══ Input data

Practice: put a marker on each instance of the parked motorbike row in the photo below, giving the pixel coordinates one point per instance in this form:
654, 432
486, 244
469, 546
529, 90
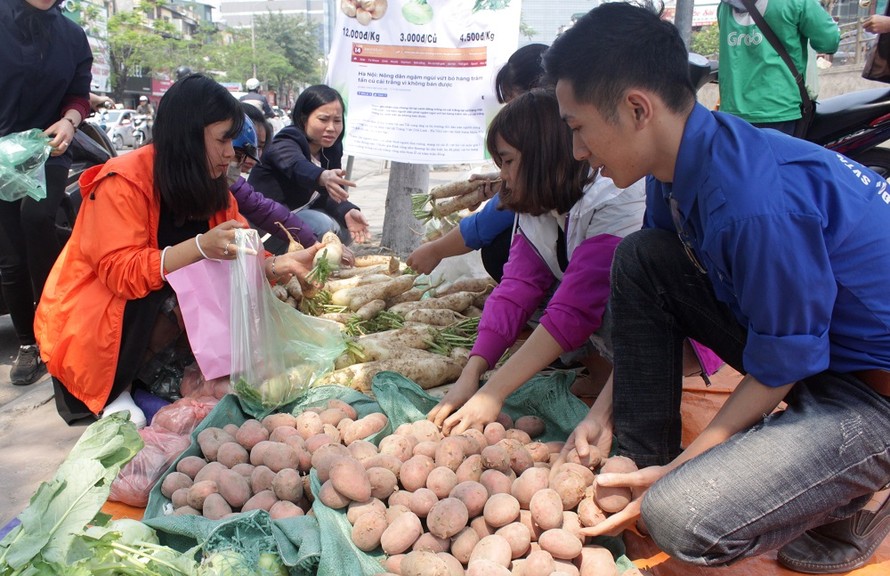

════

[Stated goal]:
Can you change "motorbike" to "scooter" in the material above and give it back with everything else unchanged, leaving out the pictures?

[Output for this exercise]:
Practice: put a marker on each instance of the parked scooter row in the photo below, giving the pixel coordinates one point per instance in this form:
654, 432
486, 244
469, 546
529, 90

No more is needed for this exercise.